Exercise brief -
Please arrange the records below as a Markdown table with the columns Row and Text, beginning with the line that contains "the athlete's face" and continuing through the end of the records. Give each line a row number, skip blank lines, and leave the pictures out of the table.

Provided records -
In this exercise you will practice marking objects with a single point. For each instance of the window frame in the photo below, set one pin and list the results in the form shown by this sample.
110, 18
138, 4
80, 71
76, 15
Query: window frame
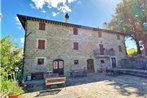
118, 37
76, 62
75, 31
38, 44
75, 45
120, 48
40, 58
42, 25
99, 34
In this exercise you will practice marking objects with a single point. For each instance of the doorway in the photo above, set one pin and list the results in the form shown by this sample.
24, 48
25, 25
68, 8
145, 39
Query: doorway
90, 65
58, 66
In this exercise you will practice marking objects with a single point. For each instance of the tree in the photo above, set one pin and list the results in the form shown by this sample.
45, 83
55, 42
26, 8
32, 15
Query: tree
131, 18
10, 55
10, 58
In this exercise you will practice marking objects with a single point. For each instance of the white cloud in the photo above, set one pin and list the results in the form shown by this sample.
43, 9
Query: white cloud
1, 16
18, 22
32, 6
65, 9
60, 5
43, 11
54, 14
39, 3
22, 40
71, 1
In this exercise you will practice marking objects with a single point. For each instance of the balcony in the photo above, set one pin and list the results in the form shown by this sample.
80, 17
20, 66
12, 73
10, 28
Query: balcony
103, 53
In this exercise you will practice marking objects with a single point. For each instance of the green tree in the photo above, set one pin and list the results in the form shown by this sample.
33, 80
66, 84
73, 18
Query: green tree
9, 59
131, 17
10, 55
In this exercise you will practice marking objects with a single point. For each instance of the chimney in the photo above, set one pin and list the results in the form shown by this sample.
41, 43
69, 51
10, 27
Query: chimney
66, 18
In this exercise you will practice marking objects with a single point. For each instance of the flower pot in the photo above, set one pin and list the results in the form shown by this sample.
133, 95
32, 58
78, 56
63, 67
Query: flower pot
13, 96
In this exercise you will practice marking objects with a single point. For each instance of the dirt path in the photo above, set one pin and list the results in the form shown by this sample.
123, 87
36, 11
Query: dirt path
102, 86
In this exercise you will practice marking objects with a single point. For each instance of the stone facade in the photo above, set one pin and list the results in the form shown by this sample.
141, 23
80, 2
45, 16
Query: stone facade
59, 41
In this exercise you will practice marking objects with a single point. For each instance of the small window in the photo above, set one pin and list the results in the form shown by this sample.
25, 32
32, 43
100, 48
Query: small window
41, 26
76, 45
76, 62
99, 34
118, 37
120, 48
102, 61
61, 64
55, 65
41, 44
75, 31
40, 61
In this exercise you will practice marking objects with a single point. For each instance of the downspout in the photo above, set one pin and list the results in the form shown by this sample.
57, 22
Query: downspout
24, 48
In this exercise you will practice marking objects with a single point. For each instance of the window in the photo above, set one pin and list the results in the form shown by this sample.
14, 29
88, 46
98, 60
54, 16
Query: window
40, 61
41, 44
61, 64
76, 45
120, 49
55, 65
99, 34
101, 49
41, 26
75, 31
76, 62
102, 61
118, 37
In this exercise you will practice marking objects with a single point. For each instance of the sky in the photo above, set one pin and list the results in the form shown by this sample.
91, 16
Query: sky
83, 12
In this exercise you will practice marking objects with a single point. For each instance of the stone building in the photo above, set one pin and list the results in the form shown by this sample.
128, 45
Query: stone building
61, 47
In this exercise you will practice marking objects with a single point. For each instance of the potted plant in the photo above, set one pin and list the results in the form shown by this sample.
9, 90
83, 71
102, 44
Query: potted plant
14, 90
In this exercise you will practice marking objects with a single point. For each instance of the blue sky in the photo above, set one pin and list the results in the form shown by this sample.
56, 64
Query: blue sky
84, 12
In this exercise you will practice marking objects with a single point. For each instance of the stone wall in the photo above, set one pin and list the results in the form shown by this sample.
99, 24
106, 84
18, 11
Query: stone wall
59, 45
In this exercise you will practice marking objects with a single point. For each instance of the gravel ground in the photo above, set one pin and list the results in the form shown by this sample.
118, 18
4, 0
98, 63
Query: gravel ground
98, 86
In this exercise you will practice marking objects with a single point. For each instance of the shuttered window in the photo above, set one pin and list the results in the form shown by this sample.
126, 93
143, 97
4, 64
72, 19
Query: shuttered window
40, 61
118, 37
75, 31
99, 34
120, 49
41, 26
76, 62
41, 44
76, 45
101, 49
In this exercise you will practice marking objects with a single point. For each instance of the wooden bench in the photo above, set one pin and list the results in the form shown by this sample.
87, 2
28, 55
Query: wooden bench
78, 73
136, 72
54, 79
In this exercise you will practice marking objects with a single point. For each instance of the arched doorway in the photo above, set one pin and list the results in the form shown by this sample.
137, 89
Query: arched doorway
90, 65
58, 66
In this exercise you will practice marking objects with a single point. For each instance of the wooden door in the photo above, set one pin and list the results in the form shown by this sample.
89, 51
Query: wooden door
113, 62
90, 65
58, 66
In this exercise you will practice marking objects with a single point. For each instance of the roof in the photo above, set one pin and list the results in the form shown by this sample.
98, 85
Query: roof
24, 18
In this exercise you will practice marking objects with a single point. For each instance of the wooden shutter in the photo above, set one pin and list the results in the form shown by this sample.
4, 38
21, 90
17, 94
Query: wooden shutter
101, 49
41, 26
41, 44
120, 49
118, 37
40, 61
99, 34
76, 45
75, 31
76, 62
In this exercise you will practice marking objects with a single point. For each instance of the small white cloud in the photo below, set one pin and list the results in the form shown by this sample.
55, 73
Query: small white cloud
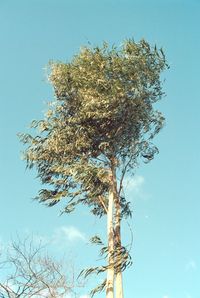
191, 265
68, 233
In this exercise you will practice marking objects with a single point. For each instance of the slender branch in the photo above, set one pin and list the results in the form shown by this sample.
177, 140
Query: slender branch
122, 177
103, 204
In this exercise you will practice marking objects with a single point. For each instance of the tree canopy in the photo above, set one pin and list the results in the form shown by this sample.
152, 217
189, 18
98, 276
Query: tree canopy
103, 110
99, 126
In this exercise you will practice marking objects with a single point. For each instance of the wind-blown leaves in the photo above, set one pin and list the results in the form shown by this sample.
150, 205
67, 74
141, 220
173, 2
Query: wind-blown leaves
103, 115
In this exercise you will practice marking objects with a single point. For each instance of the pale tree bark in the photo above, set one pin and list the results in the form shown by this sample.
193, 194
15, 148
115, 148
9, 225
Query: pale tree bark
110, 270
117, 238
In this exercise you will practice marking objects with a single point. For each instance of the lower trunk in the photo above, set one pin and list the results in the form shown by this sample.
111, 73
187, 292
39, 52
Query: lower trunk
118, 245
119, 285
110, 271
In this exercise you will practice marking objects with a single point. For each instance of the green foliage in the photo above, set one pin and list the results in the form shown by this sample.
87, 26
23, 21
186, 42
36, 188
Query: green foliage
101, 122
103, 108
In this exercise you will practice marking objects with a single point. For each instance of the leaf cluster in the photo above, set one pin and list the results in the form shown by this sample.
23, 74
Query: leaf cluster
103, 109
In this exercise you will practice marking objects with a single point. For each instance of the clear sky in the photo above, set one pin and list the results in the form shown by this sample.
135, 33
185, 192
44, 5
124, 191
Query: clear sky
165, 193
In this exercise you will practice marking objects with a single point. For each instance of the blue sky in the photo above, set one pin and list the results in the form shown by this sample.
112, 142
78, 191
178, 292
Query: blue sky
164, 193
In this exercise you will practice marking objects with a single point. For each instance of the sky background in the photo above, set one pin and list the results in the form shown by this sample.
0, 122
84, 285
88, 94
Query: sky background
164, 193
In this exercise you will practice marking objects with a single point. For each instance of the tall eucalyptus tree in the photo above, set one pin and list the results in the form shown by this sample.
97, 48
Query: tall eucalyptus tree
100, 124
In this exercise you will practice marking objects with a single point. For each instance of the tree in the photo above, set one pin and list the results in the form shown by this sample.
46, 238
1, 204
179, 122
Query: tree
29, 272
99, 126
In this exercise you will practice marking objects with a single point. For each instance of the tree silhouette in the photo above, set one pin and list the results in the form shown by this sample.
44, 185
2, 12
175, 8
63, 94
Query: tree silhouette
100, 125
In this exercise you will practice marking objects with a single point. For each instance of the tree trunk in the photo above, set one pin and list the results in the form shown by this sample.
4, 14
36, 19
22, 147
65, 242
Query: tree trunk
117, 240
110, 271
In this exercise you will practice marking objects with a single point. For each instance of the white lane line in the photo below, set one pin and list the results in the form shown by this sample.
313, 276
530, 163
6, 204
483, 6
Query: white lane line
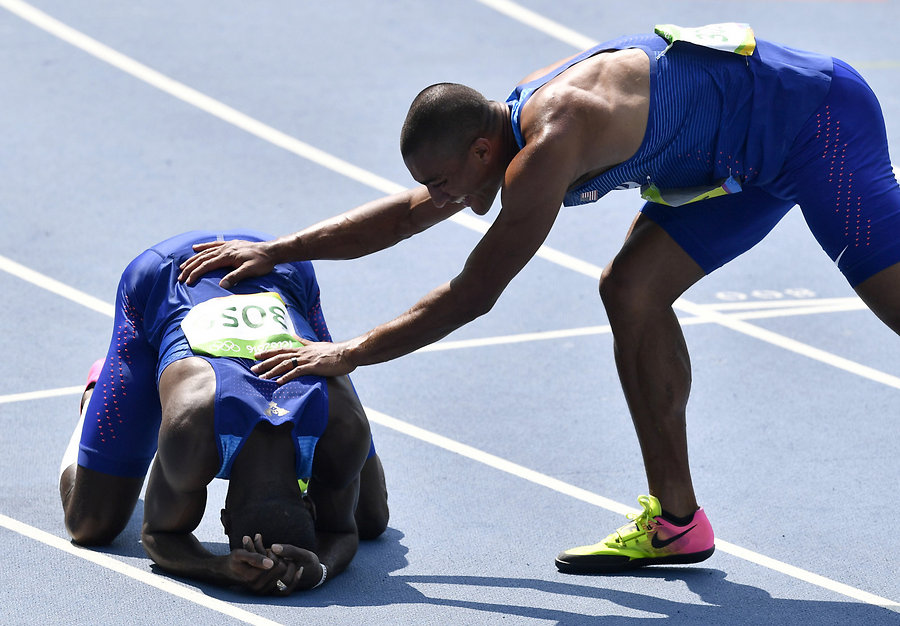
798, 347
276, 137
162, 583
616, 507
54, 286
41, 395
267, 133
585, 331
852, 302
540, 23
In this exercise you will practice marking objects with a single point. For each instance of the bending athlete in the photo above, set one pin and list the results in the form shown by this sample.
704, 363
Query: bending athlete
722, 132
178, 373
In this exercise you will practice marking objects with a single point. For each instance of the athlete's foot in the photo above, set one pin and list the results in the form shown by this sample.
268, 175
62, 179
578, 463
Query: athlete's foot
649, 539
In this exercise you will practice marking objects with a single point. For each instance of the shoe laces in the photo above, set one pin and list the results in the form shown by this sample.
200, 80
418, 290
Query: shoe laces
640, 524
642, 519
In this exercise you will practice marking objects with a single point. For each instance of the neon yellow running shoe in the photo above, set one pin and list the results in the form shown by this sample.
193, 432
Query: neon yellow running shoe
647, 540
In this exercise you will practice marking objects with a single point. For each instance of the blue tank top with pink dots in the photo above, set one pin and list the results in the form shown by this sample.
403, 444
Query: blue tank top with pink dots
713, 114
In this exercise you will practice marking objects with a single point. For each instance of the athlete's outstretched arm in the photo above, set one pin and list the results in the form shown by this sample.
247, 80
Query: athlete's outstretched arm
532, 199
366, 229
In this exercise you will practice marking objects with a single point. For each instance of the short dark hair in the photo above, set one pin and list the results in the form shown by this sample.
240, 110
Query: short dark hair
446, 115
278, 519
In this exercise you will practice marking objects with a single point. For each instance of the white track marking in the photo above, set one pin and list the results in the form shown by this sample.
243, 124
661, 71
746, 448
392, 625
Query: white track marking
295, 146
41, 395
53, 285
148, 578
540, 23
616, 507
275, 137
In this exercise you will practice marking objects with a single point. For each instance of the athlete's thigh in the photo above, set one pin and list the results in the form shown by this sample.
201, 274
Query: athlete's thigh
881, 292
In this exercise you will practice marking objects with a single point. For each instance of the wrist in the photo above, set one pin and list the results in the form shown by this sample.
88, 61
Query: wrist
284, 249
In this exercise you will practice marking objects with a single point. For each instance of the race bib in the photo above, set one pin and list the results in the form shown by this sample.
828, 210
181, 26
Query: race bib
239, 326
730, 37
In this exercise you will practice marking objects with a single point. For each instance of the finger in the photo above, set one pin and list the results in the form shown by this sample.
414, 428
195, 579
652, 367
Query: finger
289, 580
277, 364
231, 279
203, 265
253, 559
277, 352
257, 542
293, 553
207, 245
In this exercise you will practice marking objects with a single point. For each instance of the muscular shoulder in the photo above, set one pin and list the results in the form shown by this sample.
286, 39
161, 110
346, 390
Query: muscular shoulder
598, 108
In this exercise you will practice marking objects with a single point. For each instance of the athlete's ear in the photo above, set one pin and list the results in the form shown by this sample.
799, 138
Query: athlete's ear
482, 149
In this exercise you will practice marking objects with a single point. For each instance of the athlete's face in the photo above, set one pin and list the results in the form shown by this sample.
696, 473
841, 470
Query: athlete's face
464, 179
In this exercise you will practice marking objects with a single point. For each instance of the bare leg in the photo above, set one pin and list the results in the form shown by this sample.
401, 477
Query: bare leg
881, 293
97, 506
371, 509
638, 289
372, 512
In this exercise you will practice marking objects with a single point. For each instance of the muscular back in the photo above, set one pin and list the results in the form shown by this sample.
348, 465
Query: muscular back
597, 108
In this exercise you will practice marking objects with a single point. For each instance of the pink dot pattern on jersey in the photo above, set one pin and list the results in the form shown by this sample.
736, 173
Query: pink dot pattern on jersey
847, 203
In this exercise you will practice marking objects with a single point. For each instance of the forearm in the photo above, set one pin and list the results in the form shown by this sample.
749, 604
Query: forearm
183, 555
366, 229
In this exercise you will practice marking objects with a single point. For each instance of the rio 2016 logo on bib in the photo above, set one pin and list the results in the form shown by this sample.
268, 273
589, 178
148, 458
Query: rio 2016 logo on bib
240, 326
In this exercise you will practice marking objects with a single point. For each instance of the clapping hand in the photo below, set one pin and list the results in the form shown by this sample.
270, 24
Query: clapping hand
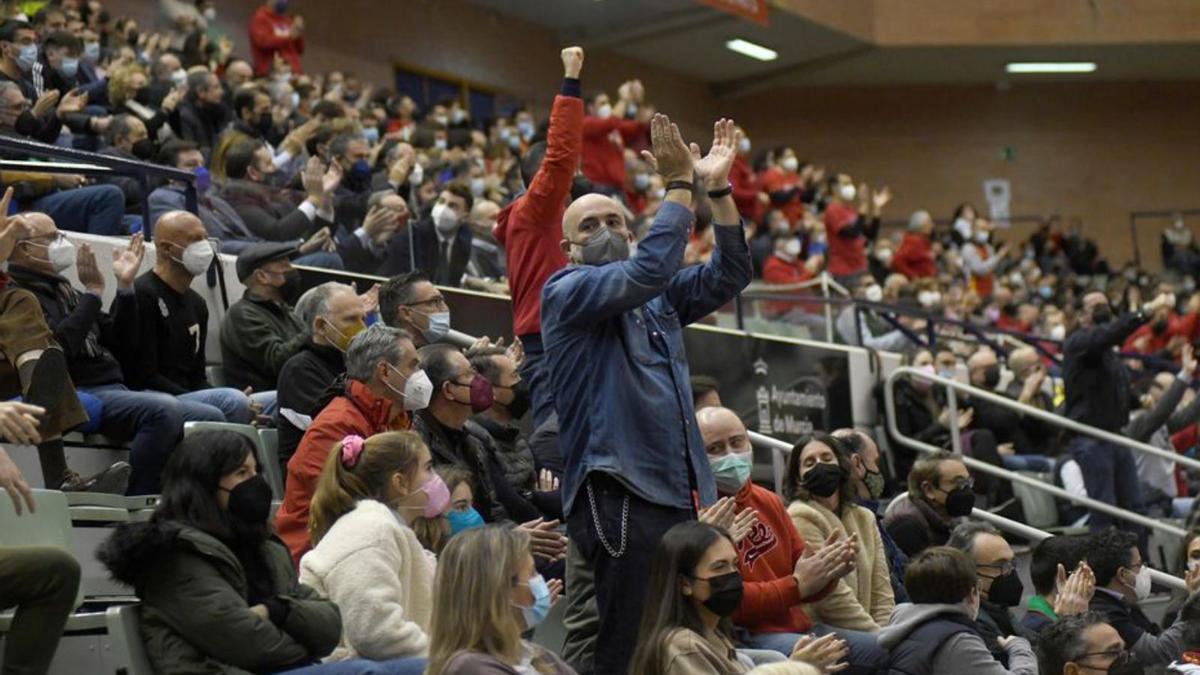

Correct output -
| Row | Text |
|---|---|
| 1 | In this exercise you will practice marking objects with a single point. For each instance of the athlete's face in the photo above, set one pin and list the results in the form shown by this sample. |
| 2 | 696, 473 |
| 3 | 841, 470 |
| 4 | Query: athlete's face |
| 5 | 464, 179 |
| 6 | In this exercise you will practice marking objects with a single point. For each instance of the bare leg in the photo above, set one pin and list the results in the form shown by this sample. |
| 7 | 401, 477 |
| 8 | Query: bare leg |
| 9 | 881, 293 |
| 10 | 97, 506 |
| 11 | 371, 509 |
| 12 | 638, 289 |
| 13 | 372, 512 |
| 14 | In this exercise you will practice marking objects with a single point. For each instance of the muscular back in the photo above, set one pin and list the results in the form shown by this sample. |
| 15 | 348, 465 |
| 16 | Query: muscular back |
| 17 | 597, 108 |
| 18 | In this exercise you will practice marking objects with a single point. For each instance of the pink dot pattern on jersey in the photo above, set one pin and list the results in the form shown by this sample. |
| 19 | 736, 173 |
| 20 | Query: pink dot pattern on jersey |
| 21 | 847, 203 |
| 22 | In this exercise you will practice marking objects with a single point. For each instance of the forearm in the photo above, set one pin and list the results in the form shown by this sample. |
| 23 | 749, 604 |
| 24 | Query: forearm |
| 25 | 183, 555 |
| 26 | 366, 229 |
| 27 | In this exercise you will practice marking objects with a single point. For each instance of the rio 2016 logo on bib in the photo above, set one pin and list the results in the form shown by this sample. |
| 28 | 268, 273 |
| 29 | 589, 178 |
| 30 | 148, 458 |
| 31 | Query: rio 2016 logo on bib |
| 32 | 240, 326 |
| 33 | In this exercise you will practice marking objects with a single point. For each instance of the clapping hand in the photo below, set one pin and list the results in the form shown by this sample. |
| 34 | 270, 24 |
| 35 | Query: clapping hand |